Dataset content:

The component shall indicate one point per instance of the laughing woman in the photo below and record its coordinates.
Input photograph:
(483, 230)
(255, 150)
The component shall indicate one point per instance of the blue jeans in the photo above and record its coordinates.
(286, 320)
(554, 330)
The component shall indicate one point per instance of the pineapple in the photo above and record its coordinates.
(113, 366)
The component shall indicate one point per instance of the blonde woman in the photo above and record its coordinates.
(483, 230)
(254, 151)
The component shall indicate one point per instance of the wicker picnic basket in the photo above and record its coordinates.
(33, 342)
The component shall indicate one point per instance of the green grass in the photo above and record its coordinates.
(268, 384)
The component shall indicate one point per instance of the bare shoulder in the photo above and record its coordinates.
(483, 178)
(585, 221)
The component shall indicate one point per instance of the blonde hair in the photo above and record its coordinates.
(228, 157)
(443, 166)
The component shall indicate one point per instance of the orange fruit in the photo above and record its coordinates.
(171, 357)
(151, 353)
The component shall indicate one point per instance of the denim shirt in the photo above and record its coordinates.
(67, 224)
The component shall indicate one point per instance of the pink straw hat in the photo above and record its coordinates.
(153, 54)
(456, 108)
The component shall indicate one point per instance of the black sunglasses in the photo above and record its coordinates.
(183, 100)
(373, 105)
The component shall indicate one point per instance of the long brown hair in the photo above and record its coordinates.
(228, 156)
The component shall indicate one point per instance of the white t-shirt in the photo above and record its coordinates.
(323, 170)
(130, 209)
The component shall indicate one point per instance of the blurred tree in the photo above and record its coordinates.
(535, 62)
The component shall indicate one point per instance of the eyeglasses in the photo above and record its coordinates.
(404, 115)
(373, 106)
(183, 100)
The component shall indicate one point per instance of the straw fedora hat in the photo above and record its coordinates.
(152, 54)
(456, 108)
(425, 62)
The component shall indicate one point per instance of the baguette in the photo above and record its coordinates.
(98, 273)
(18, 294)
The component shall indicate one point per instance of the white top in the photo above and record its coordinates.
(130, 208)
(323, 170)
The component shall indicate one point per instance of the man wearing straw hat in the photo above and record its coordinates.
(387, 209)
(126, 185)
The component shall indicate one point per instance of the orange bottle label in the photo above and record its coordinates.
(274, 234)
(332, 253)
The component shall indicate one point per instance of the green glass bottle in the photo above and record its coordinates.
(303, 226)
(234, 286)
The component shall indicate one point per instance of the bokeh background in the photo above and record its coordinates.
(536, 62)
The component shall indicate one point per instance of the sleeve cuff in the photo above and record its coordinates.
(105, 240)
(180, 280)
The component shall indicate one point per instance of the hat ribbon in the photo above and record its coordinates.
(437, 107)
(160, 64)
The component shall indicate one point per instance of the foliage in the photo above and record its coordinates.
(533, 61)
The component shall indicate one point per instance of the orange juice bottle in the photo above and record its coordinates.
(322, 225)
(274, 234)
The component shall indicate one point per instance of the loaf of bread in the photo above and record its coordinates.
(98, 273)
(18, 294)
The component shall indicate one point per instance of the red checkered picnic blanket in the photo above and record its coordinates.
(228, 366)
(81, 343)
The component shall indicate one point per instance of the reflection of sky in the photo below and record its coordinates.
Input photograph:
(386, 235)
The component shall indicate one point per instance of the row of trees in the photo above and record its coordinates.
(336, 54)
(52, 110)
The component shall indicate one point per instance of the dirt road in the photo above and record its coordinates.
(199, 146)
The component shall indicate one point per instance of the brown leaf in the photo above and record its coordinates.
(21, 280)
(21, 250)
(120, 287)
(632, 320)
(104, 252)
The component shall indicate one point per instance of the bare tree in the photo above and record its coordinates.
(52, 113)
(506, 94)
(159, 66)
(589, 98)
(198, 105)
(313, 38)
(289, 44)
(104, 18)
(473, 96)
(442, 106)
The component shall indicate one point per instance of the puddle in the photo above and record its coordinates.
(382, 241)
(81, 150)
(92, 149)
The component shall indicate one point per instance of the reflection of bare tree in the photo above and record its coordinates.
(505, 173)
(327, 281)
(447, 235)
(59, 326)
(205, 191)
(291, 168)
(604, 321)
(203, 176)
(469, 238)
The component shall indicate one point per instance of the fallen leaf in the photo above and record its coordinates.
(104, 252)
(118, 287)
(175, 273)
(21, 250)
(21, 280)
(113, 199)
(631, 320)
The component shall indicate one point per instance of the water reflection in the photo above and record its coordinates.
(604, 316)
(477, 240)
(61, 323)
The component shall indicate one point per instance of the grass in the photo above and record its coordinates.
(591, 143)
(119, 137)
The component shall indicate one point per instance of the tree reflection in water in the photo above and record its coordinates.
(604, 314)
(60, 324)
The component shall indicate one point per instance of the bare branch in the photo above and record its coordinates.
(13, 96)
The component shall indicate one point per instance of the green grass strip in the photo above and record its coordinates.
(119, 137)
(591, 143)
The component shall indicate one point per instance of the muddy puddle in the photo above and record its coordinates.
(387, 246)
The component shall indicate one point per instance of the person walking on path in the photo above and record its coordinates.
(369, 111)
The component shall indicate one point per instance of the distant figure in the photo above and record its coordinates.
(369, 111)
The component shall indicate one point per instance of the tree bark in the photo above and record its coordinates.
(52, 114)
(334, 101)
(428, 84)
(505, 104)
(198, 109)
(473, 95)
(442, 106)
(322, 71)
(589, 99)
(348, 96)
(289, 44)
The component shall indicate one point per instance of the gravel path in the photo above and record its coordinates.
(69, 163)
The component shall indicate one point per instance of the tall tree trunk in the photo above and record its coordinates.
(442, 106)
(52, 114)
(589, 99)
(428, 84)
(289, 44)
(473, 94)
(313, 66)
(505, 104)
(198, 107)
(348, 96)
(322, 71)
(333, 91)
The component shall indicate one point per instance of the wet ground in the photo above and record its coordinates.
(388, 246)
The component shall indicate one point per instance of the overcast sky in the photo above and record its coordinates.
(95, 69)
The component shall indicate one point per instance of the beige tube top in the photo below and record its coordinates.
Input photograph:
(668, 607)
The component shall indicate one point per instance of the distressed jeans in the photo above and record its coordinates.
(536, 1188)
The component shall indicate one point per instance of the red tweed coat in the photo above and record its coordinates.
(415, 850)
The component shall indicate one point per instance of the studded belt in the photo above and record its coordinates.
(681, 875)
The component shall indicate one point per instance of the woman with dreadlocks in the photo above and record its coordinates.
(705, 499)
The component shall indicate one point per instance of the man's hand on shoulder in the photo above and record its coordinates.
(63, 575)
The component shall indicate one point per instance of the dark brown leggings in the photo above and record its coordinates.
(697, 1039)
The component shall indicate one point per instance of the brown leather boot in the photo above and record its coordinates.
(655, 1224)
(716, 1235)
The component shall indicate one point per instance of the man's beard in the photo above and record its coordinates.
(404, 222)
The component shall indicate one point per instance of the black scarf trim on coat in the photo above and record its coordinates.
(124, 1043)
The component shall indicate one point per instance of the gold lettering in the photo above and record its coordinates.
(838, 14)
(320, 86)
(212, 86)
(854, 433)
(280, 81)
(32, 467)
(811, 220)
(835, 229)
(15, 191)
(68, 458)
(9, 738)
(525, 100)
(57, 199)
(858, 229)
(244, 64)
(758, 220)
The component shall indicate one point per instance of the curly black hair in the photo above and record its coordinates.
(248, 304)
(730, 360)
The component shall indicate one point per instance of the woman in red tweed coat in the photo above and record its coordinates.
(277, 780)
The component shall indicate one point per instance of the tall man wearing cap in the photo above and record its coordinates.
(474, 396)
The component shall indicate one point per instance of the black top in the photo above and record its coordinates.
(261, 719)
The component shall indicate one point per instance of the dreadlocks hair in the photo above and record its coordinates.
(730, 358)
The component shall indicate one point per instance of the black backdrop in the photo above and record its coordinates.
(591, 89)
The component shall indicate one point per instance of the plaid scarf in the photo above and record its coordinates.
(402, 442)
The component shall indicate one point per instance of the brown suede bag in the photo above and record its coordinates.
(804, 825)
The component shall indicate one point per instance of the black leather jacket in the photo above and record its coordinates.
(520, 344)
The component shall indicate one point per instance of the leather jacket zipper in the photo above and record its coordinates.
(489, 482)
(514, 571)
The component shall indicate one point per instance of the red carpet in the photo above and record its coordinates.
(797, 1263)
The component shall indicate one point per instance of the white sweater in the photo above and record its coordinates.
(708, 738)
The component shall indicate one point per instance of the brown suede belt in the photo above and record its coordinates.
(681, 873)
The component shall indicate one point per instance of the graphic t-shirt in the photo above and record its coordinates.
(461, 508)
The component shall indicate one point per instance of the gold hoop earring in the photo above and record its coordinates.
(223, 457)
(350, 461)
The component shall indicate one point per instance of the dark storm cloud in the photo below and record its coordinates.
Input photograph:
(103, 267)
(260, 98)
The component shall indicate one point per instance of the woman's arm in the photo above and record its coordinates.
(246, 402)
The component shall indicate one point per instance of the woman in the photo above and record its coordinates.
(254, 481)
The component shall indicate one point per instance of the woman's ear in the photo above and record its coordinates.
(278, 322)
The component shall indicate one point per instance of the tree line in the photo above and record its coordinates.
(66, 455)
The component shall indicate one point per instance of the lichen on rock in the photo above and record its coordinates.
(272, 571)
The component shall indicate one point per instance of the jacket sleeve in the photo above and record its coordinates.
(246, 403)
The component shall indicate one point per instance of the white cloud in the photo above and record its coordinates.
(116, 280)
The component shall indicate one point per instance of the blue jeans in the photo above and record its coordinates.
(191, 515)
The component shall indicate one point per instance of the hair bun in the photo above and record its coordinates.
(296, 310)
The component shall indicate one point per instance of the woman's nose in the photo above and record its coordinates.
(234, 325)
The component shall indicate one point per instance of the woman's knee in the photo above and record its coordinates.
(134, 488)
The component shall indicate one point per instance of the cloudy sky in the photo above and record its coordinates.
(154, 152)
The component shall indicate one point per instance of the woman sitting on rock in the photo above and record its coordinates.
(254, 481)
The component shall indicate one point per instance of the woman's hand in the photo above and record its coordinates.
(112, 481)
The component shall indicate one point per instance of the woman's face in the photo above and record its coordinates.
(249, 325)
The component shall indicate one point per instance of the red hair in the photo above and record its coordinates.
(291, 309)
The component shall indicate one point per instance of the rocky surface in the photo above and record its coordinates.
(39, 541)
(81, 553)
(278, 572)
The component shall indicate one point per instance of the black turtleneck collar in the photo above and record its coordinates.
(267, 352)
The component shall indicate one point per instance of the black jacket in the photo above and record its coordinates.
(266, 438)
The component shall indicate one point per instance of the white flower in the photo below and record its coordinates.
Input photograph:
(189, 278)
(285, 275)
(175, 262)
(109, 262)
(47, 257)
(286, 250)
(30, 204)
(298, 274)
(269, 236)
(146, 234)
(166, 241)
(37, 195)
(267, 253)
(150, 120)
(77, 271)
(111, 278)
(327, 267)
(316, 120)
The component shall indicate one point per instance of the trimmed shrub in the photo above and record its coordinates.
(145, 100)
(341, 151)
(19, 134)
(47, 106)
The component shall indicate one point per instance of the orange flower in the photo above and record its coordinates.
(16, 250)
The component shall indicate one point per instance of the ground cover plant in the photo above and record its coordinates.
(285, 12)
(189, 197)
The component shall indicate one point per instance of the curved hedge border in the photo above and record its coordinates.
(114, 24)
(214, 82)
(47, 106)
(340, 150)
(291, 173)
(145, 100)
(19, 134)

What you need to do:
Throughout the material above, find every line holding "below" and copy it.

Solution for this problem:
The component shall indicate one point per instance of the laughing woman in the photo below and record its coordinates.
The component shall indicate one point per instance of the reflection of sky in the photo below and record its coordinates.
The component shall indicate one point per instance of the beige tube top in the photo below and record its coordinates.
The component shall indicate one point per instance of the dark storm cloud in the photo below and record its coordinates.
The component shall indicate one point per instance of the white flower in the photo below and record its coordinates.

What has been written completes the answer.